■ Consigne ■
Extrayez tous les items ci-dessous en recopiant chaque ligne à l'identique, sans y inclure les images.

■ Données brutes ■
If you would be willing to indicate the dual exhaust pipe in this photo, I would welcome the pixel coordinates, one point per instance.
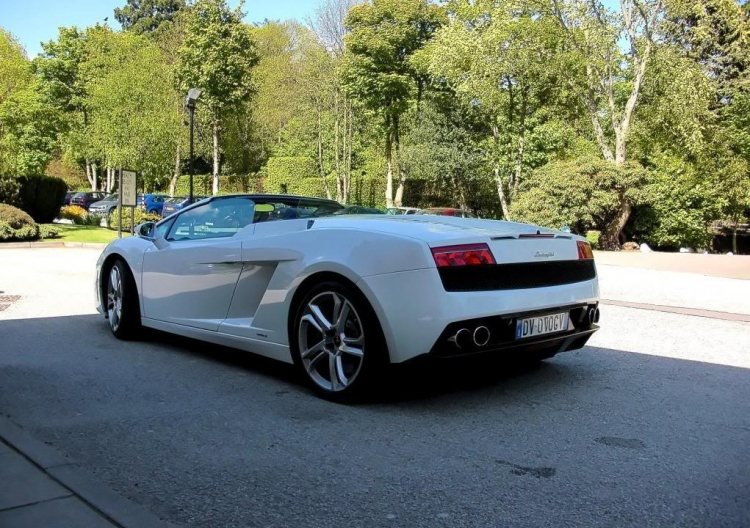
(465, 338)
(593, 315)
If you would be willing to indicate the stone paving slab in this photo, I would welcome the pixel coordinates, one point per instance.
(22, 483)
(68, 513)
(40, 487)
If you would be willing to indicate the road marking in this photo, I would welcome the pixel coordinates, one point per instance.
(711, 314)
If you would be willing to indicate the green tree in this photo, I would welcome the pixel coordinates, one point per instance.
(15, 68)
(494, 56)
(147, 16)
(384, 35)
(61, 79)
(607, 78)
(29, 127)
(217, 56)
(135, 119)
(584, 193)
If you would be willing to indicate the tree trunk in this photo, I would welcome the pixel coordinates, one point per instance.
(400, 190)
(389, 174)
(94, 178)
(498, 177)
(216, 154)
(176, 173)
(401, 174)
(610, 238)
(89, 177)
(521, 143)
(348, 170)
(321, 169)
(337, 153)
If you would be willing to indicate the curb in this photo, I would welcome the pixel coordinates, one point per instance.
(68, 474)
(39, 245)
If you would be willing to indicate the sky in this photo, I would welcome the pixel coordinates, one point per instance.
(35, 21)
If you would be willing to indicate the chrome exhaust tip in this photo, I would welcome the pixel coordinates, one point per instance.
(481, 336)
(462, 339)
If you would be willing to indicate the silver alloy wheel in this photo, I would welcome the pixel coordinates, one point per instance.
(114, 298)
(331, 341)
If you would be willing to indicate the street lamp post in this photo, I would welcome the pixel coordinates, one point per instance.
(192, 98)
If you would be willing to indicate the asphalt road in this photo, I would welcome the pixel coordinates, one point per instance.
(648, 426)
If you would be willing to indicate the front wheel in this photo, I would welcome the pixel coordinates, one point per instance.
(337, 342)
(123, 311)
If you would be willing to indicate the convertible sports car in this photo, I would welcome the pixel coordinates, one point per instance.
(342, 296)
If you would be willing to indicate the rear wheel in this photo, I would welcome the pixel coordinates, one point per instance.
(337, 342)
(123, 311)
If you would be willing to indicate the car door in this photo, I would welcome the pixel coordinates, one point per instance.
(189, 276)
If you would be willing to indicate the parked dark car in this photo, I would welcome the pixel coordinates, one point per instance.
(172, 205)
(85, 199)
(104, 207)
(358, 209)
(152, 203)
(448, 211)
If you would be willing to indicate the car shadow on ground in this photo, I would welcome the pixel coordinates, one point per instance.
(610, 434)
(423, 378)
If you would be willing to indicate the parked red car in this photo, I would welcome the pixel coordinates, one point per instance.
(85, 199)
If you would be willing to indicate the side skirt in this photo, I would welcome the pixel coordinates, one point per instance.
(262, 348)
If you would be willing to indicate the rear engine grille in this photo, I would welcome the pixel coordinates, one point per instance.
(516, 276)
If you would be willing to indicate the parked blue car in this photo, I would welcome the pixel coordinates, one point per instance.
(172, 205)
(152, 203)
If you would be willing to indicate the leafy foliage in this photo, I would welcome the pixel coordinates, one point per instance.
(146, 16)
(15, 69)
(16, 225)
(48, 231)
(583, 193)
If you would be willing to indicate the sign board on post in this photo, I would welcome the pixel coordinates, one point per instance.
(128, 189)
(127, 197)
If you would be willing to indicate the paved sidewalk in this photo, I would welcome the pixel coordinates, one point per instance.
(730, 267)
(40, 487)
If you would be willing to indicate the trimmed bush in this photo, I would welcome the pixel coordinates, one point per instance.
(203, 184)
(48, 231)
(42, 197)
(16, 224)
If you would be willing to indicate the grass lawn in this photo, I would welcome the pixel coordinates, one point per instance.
(91, 234)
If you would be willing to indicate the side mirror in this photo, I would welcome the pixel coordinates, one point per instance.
(146, 230)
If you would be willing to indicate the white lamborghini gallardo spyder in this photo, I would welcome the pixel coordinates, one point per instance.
(341, 296)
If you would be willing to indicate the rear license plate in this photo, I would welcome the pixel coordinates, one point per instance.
(541, 325)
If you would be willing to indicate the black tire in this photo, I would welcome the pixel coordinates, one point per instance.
(364, 372)
(125, 322)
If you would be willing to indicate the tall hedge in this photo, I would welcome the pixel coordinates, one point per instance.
(228, 184)
(40, 196)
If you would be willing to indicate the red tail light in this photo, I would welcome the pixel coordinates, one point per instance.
(584, 250)
(465, 255)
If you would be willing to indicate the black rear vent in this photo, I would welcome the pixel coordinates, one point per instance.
(518, 276)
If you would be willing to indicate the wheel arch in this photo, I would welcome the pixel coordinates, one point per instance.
(107, 264)
(320, 276)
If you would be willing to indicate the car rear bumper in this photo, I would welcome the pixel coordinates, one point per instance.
(416, 312)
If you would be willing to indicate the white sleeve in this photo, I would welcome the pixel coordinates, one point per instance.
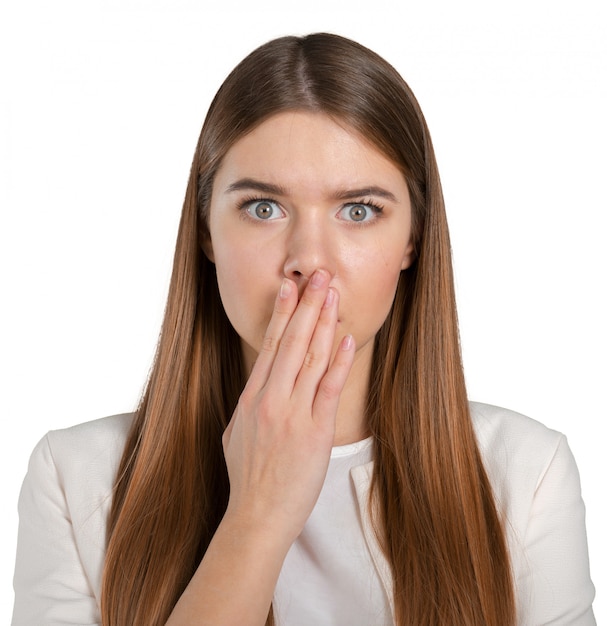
(560, 591)
(51, 585)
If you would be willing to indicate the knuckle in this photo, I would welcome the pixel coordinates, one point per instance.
(312, 359)
(289, 340)
(269, 344)
(329, 389)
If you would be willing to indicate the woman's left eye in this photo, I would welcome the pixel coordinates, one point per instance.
(264, 210)
(359, 212)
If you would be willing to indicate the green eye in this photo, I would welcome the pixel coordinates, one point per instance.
(264, 210)
(358, 212)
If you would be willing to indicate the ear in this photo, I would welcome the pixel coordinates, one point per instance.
(207, 247)
(408, 257)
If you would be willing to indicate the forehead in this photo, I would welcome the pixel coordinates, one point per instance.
(306, 148)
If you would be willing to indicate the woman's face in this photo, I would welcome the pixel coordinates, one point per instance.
(298, 193)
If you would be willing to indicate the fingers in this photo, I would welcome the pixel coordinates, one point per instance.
(306, 345)
(284, 305)
(329, 390)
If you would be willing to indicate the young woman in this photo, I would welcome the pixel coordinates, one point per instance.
(305, 452)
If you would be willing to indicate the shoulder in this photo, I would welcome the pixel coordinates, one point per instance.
(536, 485)
(63, 507)
(517, 452)
(79, 462)
(86, 453)
(96, 444)
(502, 432)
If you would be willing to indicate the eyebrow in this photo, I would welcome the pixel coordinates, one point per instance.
(345, 194)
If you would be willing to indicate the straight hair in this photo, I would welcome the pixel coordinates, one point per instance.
(431, 501)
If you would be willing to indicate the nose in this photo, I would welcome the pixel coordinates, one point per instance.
(309, 247)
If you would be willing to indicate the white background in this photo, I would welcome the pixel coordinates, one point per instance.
(100, 108)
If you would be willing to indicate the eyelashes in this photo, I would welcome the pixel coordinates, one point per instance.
(261, 209)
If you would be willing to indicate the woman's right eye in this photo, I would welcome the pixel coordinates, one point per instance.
(263, 210)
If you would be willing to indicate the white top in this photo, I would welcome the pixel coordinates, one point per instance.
(328, 576)
(66, 497)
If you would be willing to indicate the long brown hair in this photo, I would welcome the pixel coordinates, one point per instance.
(431, 502)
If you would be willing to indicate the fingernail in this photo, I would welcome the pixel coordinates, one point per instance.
(318, 278)
(285, 289)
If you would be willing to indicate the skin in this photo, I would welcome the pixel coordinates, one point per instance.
(307, 272)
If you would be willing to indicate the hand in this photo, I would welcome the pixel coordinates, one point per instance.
(278, 443)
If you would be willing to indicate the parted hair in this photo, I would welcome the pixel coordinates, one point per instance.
(431, 501)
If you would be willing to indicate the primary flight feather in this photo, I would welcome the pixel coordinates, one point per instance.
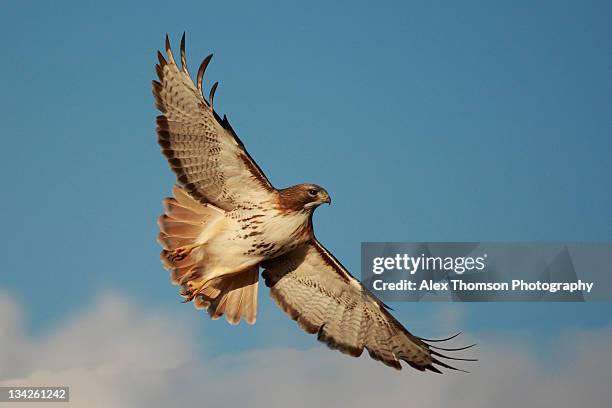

■ Résultat ■
If you would be willing to indicate the dual exhaust pipe in this photo, I would welcome the pixel coordinates, one point per instance.
(465, 338)
(593, 315)
If you would be willing to indicate the stone paving slab in this photo, I would welcome the pixel coordinates, one point per instance.
(22, 483)
(68, 513)
(40, 487)
If you would be willing to indicate the road marking in this photo, I would welcome the pixel coordinates, one point per instance.
(711, 314)
If you would be willing to indicate the green tree in this photo, I would welcome the pixel coordinates, one point per instance.
(15, 68)
(494, 56)
(147, 16)
(384, 35)
(61, 79)
(607, 78)
(29, 127)
(217, 56)
(135, 119)
(584, 193)
If you would be willing to indicate the tree trunk in this photo, I would welcome the pixel coordinates, one point per instance.
(400, 190)
(389, 174)
(94, 178)
(498, 177)
(216, 154)
(176, 173)
(401, 174)
(610, 238)
(89, 177)
(521, 143)
(348, 170)
(321, 169)
(337, 153)
If you would be willing to indicate the curb in this photo, I would welcome the pixel coordinates, one point per instance.
(68, 474)
(39, 245)
If you would be willing to indicate the sky in this photo, I would welcome the pixel coordinates, one point per instance.
(35, 21)
If you would be willing to indicate the chrome exhaust tip in this photo, I would welcome the pixel coordinates, one point per instance.
(481, 336)
(462, 339)
If you would be willing to indicate the silver alloy wheel in this photo, I would welcome the pixel coordinates, one point per instance.
(114, 298)
(331, 341)
If you would be willing to indicate the street lamp post in this photo, I would welcome the pixel coordinates, one point per instance.
(192, 98)
If you would be willing to indicate the asphalt road in this photo, I would welcome the pixel coordinates, one point per instance.
(648, 426)
If you would be willing to indicate the front wheel in this photo, I would welcome the pixel coordinates, one point per instance.
(337, 342)
(123, 311)
If you would be willing to indicate the convertible sports car in this photo, I would welcome the pixel coordinates, one point per instance.
(342, 296)
If you would be willing to indicate the rear wheel in this photo, I would welcome the pixel coordinates, one point per instance.
(337, 342)
(123, 311)
If you would be willing to indicate the car door in this photo, I would welcome the pixel coordinates, one point per instance.
(189, 276)
If you would be willing to indicate the parked dark car in this photo, I would welcome the pixel coordinates, one point per instance.
(172, 205)
(85, 199)
(104, 207)
(358, 209)
(152, 203)
(448, 211)
If you would be willing to indicate the car shadow on ground in this photo, I would welcome the pixel coordinates, one point per instance.
(610, 434)
(423, 378)
If you would be willing to indicate the parked red car in this photo, I would welcome the pixel coordinates, one point per instance.
(85, 199)
If you would be willing to indicate the side skirt in this photo, I would welcome the pixel coordinates, one point per instance.
(262, 348)
If you would be willing to indicate the rear engine grille in this photo, I would welcome the pixel coordinates, one point per instance.
(516, 276)
If you would be willing to indicate the parked blue car in this photo, I would welcome the pixel coordinates, one point per instance.
(172, 205)
(152, 203)
If you would be willing to indicate the leafy foliage in this photo, I would welcome the pixel coordinates, one point per instance.
(146, 16)
(15, 69)
(16, 225)
(48, 231)
(583, 193)
If you would be willing to indicate the sign board on post in this photo, I would welcome the pixel coordinates, one point per instance.
(128, 189)
(127, 197)
If you would be willing to indicate the paved sidewalk in this photo, I would welcome the pixel coordinates, one point per instance.
(730, 267)
(40, 487)
If you would be willing to indicate the trimmed bush in this photo, I would welcome the pixel coordinates, one point per instance.
(203, 184)
(48, 231)
(42, 197)
(16, 224)
If you would be willing to indicate the grass lawn in this photo, I would welcome the pixel coordinates, one point per instance.
(91, 234)
If you would be willing to indicate the side mirror in this photo, I would welcome the pixel coordinates, one point per instance.
(146, 230)
If you would be willing to indicate the white lamborghini gallardo spyder in this photo, I would welcome the pixel coordinates, one point per instance.
(341, 296)
If you would be willing to indicate the rear license plate in this photo, I would welcome the pixel coordinates, one point per instance.
(541, 325)
If you would be willing to indicate the black tire in this photo, I would welcome the pixel coordinates, one point per instance.
(364, 372)
(125, 322)
If you would be willing to indicate the tall hedge in this photo, I would welcome the pixel coordinates, one point per instance.
(228, 184)
(40, 196)
If you would be willing to indicate the red tail light in this photo, I would welcome the pixel coordinates, one point per instance.
(584, 250)
(465, 255)
If you would be willing to indicate the black rear vent in this photo, I would welcome the pixel coordinates, one point per instance.
(518, 276)
If you would be willing to indicate the wheel arch in this photo, I would welcome the pixel coordinates, one point per instance.
(107, 264)
(320, 276)
If you would be willing to indicate the car rear bumper in this photo, I would welcome the pixel coordinates, one point per instance.
(416, 312)
If you would be willing to indicate the white sleeve in this photo, I would welcome the pixel coordinates, one point per instance.
(560, 591)
(51, 585)
If you would be willing to indicate the knuckle in this photo, I would welcome the pixel coordinates, one point per instance.
(312, 359)
(289, 340)
(269, 344)
(329, 389)
If you would be willing to indicate the woman's left eye in this photo, I would welcome the pixel coordinates, one point per instance.
(264, 210)
(359, 212)
If you would be willing to indicate the green eye in this photo, I would welcome the pixel coordinates, one point per instance.
(264, 210)
(358, 212)
If you would be willing to indicate the ear in this photo, I would welcome the pixel coordinates, one point per instance.
(207, 247)
(408, 257)
If you would be willing to indicate the forehead in this photo, I would welcome the pixel coordinates, one point per instance.
(306, 148)
If you would be willing to indicate the woman's face in this photo, I would welcome the pixel coordinates, one point per instance.
(298, 193)
If you would be willing to indicate the fingers in this photo, I would welcome the pixel coordinates, one point per instance.
(306, 345)
(284, 305)
(329, 390)
If you would be willing to indicate the young woman in this photo, I would welcome the pixel coordinates, one point per instance.
(305, 452)
If you would be willing to indicate the shoulder in this photo, I would welcome the pixel coordinates, one point per instance.
(536, 485)
(63, 507)
(517, 452)
(79, 462)
(86, 453)
(96, 444)
(502, 432)
If you would be willing to indicate the eyebrow in this photo, I would welcome the pixel coordinates, one point per instance.
(345, 194)
If you would be willing to indicate the straight hair in this photo, I would welcome the pixel coordinates, one point per instance.
(431, 501)
If you would be willing to indicate the nose in this photo, I would welcome the pixel coordinates, one point per instance.
(309, 247)
If you would be willing to indicate the white background in this photo, I would welcome the pixel coordinates, one point per instance.
(100, 108)
If you would be willing to indicate the eyelashes in this photo, I would welcome the pixel coordinates, one point per instance.
(261, 209)
If you would be willing to indicate the woman's right eye in this photo, I would welcome the pixel coordinates, one point per instance.
(263, 210)
If you would be willing to indicate the white top in this photo, I would welcome the pixel coordinates, one point per instance.
(328, 576)
(66, 497)
If you would be willing to indicate the long brown hair in this photo, I would welcome the pixel coordinates, one point per instance.
(431, 502)
If you would be willing to indicate the fingernail in this photo, I would welcome the pixel coordinates, one point per instance.
(318, 278)
(285, 289)
If you would be willing to indicate the skin in this photo, I would welcome the pixel coordinates, one point per instance.
(307, 272)
If you would be willing to indicate the hand in this photo, I would welcome the pixel coordinates, one point per instance.
(278, 443)
If you would be willing to indicate the parted hair in this photo, I would welcome the pixel coordinates, one point per instance.
(431, 501)
If you would be willing to indicate the primary flight feather in this photo, I would welcome the pixel coordinates, one point per instance.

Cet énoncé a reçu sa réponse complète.